[[ Provided material, beginning ]]

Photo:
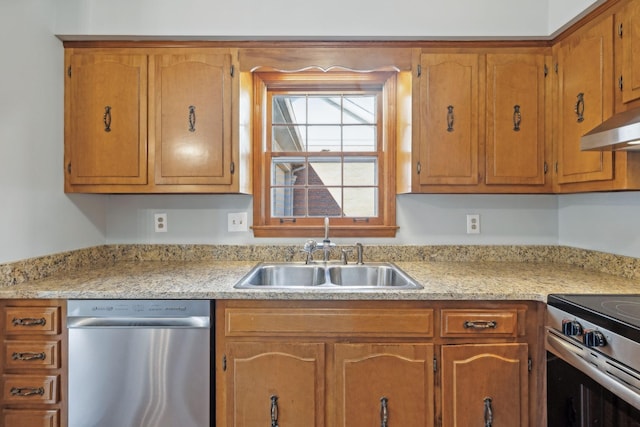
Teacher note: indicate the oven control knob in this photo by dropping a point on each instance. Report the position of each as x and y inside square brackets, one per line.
[571, 327]
[594, 339]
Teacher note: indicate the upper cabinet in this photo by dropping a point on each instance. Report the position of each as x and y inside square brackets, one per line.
[481, 121]
[628, 51]
[586, 96]
[151, 121]
[585, 99]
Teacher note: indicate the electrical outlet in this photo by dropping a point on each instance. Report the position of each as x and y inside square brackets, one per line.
[237, 222]
[160, 222]
[473, 224]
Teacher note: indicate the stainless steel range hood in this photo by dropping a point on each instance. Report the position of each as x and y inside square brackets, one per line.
[620, 132]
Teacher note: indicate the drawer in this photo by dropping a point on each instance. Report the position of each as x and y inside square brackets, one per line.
[479, 322]
[29, 389]
[30, 418]
[32, 320]
[325, 321]
[31, 354]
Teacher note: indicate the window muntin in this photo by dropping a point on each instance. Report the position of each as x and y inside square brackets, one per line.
[325, 152]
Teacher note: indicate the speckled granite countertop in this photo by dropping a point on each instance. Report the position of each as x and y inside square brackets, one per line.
[214, 279]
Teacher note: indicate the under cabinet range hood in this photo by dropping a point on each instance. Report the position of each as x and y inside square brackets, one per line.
[620, 132]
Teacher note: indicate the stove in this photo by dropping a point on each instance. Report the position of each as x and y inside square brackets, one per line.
[598, 337]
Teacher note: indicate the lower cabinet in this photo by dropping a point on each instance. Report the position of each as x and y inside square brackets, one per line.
[33, 375]
[378, 363]
[485, 384]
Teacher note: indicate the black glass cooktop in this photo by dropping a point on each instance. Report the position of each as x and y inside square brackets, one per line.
[618, 313]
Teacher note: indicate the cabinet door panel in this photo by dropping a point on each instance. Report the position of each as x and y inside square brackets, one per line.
[193, 119]
[368, 373]
[106, 119]
[585, 85]
[630, 37]
[292, 372]
[515, 119]
[449, 119]
[472, 373]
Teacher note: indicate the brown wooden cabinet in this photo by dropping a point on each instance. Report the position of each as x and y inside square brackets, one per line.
[448, 119]
[150, 120]
[326, 363]
[483, 383]
[105, 121]
[628, 37]
[33, 363]
[516, 109]
[383, 384]
[482, 122]
[585, 99]
[359, 363]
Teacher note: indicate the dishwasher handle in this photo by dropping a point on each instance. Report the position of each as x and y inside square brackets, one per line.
[193, 322]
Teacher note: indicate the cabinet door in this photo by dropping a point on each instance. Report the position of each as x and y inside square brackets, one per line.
[585, 79]
[192, 100]
[449, 119]
[515, 119]
[105, 119]
[482, 382]
[629, 34]
[275, 384]
[384, 384]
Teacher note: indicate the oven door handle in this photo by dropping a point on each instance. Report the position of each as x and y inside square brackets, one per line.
[574, 354]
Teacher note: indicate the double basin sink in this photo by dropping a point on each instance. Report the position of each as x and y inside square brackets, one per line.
[355, 277]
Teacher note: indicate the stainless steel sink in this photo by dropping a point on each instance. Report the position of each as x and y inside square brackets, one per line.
[371, 276]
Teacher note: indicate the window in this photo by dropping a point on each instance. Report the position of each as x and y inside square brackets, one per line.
[324, 145]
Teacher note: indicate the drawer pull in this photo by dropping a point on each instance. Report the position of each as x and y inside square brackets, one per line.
[274, 411]
[27, 391]
[488, 412]
[480, 324]
[384, 412]
[28, 356]
[29, 321]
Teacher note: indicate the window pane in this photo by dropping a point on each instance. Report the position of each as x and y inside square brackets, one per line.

[[ Provided material, end ]]

### What is being asked
Please return exactly the lines from the one containing "Teacher note: indicate the dishwasher" through the end of the entries above, adding no other line.

### Exercise result
Teacher note: indicate the dishwasher handle in this photo by dropping a point on each instance. Report the position of each as x and y inside square brackets, one per line.
[193, 322]
Teacher note: indicate the cabinet door in this photo by dropping a point on each instance. Report the position of each as x and y inside square brackets, one per line.
[585, 79]
[192, 100]
[449, 119]
[515, 119]
[105, 119]
[482, 382]
[629, 34]
[275, 384]
[384, 384]
Teacher note: indicate the oven door handle in this photo by dropping a point on each instance. Report the position of each as x and y inside square brackets, one per line.
[574, 354]
Teacher note: indicate the double basin sink in this photo by dropping a point on each instance. Report the position of each as x and y inside square brackets, one per line.
[355, 277]
Teacher note: indicate the stainless steel sink in this photo by dropping a point on each instance. Report the position of each as x and y inside square brackets, one per line.
[371, 276]
Teacher note: indicate the window in this photo by dropping a point on each instance. Report the position of each as x and y inside square brackets, one per line.
[324, 145]
Teacher note: indicate the drawer pull in this photo by dropping a point on each instance. Report the position of each as x and y inside square brackets, one per line.
[274, 411]
[27, 391]
[488, 412]
[480, 324]
[384, 412]
[28, 356]
[29, 321]
Teacher note: indicate the window pane in this photo by dropping a point on each instance. Report the position of each as x and y inside square brackets, one per line.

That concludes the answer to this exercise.